[start]

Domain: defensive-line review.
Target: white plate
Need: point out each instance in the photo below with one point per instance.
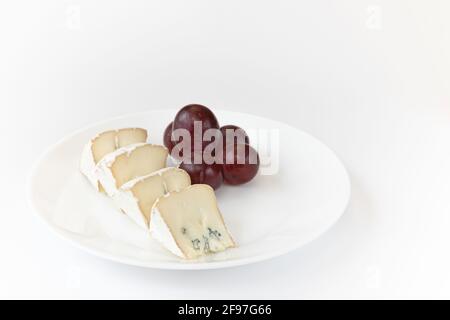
(270, 216)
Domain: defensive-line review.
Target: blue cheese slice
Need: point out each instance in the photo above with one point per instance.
(189, 224)
(136, 197)
(128, 163)
(105, 143)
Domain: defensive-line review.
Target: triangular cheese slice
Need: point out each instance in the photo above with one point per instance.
(105, 143)
(136, 197)
(189, 223)
(128, 163)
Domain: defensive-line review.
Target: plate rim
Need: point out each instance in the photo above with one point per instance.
(181, 265)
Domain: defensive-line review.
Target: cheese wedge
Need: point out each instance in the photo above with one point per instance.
(128, 163)
(189, 223)
(136, 197)
(105, 143)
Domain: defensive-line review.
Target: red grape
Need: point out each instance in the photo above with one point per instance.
(241, 135)
(168, 137)
(186, 118)
(210, 174)
(241, 164)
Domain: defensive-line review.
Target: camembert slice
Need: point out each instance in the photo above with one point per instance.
(189, 223)
(136, 197)
(105, 143)
(128, 163)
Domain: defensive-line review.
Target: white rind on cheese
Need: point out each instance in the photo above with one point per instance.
(189, 224)
(105, 143)
(161, 232)
(128, 163)
(136, 197)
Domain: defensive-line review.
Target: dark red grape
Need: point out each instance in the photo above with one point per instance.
(241, 164)
(241, 135)
(210, 174)
(168, 137)
(186, 118)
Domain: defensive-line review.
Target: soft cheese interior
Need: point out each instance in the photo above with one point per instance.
(104, 144)
(128, 163)
(136, 197)
(189, 223)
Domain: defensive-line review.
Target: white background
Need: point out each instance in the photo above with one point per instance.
(369, 78)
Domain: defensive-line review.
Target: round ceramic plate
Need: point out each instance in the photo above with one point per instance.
(301, 191)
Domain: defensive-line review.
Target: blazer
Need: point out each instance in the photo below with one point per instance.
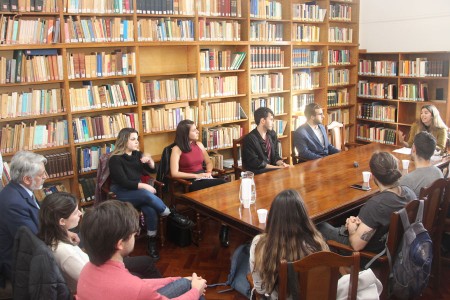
(308, 145)
(17, 208)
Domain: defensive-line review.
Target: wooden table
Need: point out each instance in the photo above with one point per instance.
(324, 185)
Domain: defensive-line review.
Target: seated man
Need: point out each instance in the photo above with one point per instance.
(107, 243)
(260, 146)
(425, 173)
(311, 139)
(18, 207)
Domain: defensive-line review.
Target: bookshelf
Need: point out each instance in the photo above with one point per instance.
(148, 64)
(392, 88)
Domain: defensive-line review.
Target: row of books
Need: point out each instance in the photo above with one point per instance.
(377, 67)
(219, 8)
(167, 117)
(340, 35)
(422, 67)
(275, 103)
(25, 66)
(78, 30)
(220, 60)
(88, 157)
(220, 137)
(299, 102)
(86, 186)
(266, 31)
(309, 11)
(109, 95)
(340, 12)
(59, 164)
(168, 90)
(266, 9)
(101, 64)
(377, 90)
(29, 5)
(306, 57)
(306, 33)
(266, 57)
(216, 112)
(377, 134)
(376, 111)
(100, 6)
(34, 103)
(338, 76)
(87, 129)
(34, 136)
(338, 57)
(15, 30)
(217, 86)
(166, 7)
(266, 83)
(305, 80)
(220, 30)
(338, 97)
(165, 29)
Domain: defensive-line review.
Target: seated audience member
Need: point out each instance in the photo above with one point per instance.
(58, 214)
(107, 243)
(366, 231)
(425, 173)
(126, 165)
(311, 139)
(260, 146)
(289, 235)
(430, 121)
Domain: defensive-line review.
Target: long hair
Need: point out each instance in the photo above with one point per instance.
(290, 235)
(182, 135)
(55, 207)
(122, 140)
(436, 122)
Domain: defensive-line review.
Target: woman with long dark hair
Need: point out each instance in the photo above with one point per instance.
(289, 234)
(126, 165)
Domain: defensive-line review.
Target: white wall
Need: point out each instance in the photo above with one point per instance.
(404, 25)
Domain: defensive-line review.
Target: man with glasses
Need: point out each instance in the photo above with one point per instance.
(311, 139)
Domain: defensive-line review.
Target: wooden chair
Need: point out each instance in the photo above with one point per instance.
(395, 234)
(318, 275)
(436, 198)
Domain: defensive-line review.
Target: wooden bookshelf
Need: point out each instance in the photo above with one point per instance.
(393, 86)
(174, 56)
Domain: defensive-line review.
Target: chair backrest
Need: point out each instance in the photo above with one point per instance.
(318, 275)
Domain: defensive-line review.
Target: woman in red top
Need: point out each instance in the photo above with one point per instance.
(187, 160)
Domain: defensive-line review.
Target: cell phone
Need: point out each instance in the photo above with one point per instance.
(361, 187)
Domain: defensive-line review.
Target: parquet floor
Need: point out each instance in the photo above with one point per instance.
(211, 261)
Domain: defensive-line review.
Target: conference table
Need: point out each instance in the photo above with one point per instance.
(324, 185)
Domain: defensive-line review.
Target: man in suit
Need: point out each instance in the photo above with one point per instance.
(18, 207)
(311, 139)
(260, 146)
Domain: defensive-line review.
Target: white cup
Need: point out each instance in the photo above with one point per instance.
(366, 176)
(262, 215)
(405, 164)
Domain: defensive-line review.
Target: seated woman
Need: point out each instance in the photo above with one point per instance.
(289, 234)
(126, 165)
(58, 214)
(366, 231)
(186, 162)
(430, 121)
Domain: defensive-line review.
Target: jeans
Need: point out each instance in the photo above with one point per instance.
(143, 200)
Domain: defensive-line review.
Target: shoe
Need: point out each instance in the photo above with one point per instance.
(223, 236)
(152, 249)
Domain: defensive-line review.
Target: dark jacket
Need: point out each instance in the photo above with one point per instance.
(35, 272)
(254, 153)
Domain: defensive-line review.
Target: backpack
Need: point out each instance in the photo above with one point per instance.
(240, 267)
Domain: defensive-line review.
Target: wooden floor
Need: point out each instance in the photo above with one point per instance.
(212, 262)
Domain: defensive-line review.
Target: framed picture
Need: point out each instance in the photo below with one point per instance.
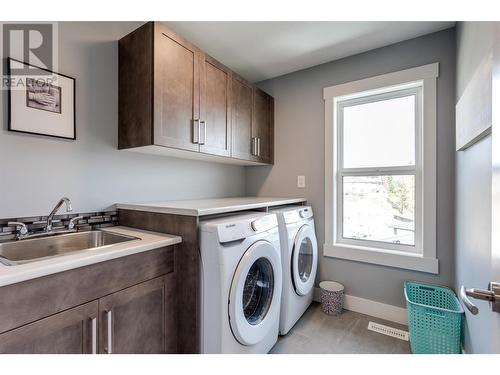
(42, 103)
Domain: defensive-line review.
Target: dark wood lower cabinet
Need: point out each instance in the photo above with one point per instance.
(125, 305)
(133, 320)
(69, 332)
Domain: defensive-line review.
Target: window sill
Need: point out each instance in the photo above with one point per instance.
(415, 262)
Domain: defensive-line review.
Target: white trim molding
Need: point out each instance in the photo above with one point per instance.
(376, 309)
(421, 257)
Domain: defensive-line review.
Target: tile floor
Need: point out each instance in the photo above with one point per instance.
(317, 333)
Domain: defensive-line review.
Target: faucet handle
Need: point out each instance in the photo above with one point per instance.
(72, 222)
(24, 228)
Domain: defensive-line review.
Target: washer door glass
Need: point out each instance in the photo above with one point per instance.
(254, 299)
(258, 291)
(304, 260)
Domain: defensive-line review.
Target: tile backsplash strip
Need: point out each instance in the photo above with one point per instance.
(91, 220)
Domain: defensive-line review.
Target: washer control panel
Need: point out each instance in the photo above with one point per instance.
(297, 214)
(240, 228)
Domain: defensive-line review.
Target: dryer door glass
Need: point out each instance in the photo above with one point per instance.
(305, 259)
(258, 291)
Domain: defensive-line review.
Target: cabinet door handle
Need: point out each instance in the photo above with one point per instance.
(94, 335)
(109, 348)
(196, 131)
(204, 123)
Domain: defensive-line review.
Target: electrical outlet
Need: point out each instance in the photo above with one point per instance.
(301, 182)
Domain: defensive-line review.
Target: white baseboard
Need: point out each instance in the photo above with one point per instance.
(373, 308)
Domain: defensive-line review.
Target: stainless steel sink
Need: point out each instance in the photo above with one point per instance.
(31, 250)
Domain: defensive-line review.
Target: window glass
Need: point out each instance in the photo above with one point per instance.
(379, 208)
(379, 133)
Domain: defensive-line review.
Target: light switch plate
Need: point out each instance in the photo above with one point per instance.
(301, 182)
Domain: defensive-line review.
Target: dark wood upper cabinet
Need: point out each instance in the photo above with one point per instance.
(132, 321)
(263, 126)
(215, 110)
(176, 100)
(70, 332)
(242, 142)
(176, 90)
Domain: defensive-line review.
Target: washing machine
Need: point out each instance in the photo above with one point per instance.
(299, 259)
(241, 283)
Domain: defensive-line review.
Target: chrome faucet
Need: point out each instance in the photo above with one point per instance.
(50, 218)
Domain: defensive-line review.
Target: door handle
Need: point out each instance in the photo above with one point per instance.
(196, 131)
(94, 335)
(492, 295)
(109, 347)
(204, 123)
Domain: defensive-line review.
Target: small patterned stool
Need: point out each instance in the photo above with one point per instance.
(331, 297)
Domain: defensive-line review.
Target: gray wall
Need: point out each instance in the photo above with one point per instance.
(35, 171)
(299, 146)
(473, 194)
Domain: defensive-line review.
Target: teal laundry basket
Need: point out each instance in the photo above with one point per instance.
(434, 319)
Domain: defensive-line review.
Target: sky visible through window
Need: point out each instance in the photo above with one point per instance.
(379, 207)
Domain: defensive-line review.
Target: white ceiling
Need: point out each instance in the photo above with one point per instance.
(262, 50)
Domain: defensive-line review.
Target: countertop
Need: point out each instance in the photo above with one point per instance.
(203, 207)
(147, 241)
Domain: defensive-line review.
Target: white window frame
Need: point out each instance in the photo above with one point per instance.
(421, 257)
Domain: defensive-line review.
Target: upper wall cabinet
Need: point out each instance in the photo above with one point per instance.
(176, 100)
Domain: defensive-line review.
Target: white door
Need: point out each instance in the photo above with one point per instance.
(483, 316)
(255, 293)
(495, 225)
(304, 260)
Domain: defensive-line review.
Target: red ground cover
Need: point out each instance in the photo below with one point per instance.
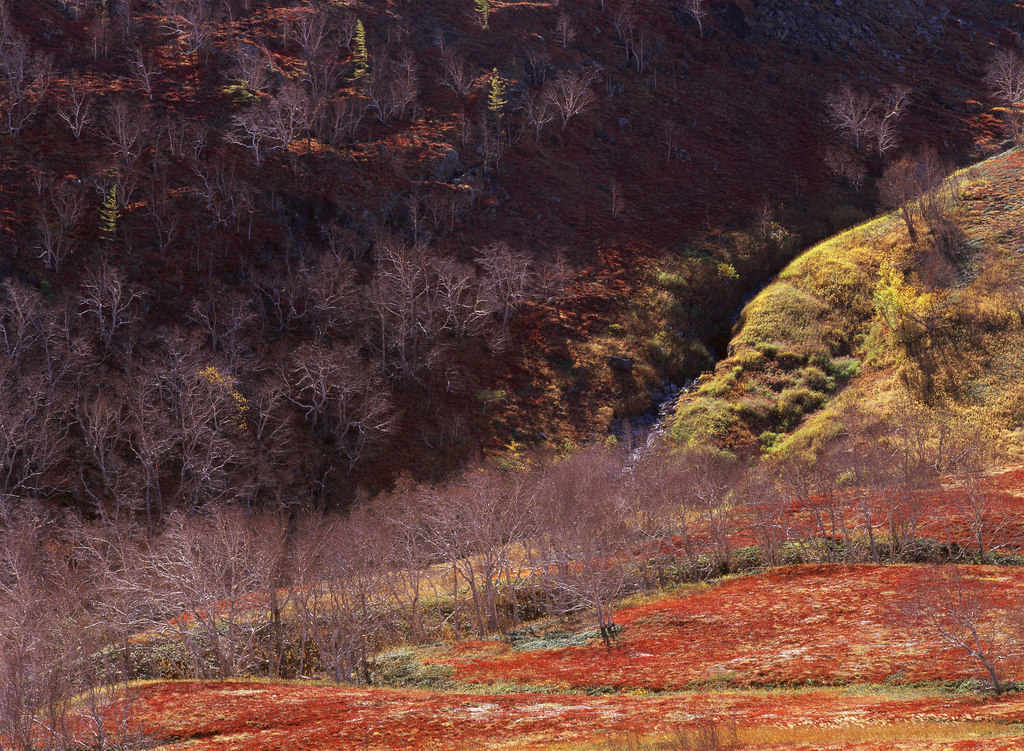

[end]

_Given instruction:_ Which lines in the rows above contain the word "washer"? Pull out each of those lines in full.

_Answer to this exercise:_
Target: washer door glass
Target: washer control panel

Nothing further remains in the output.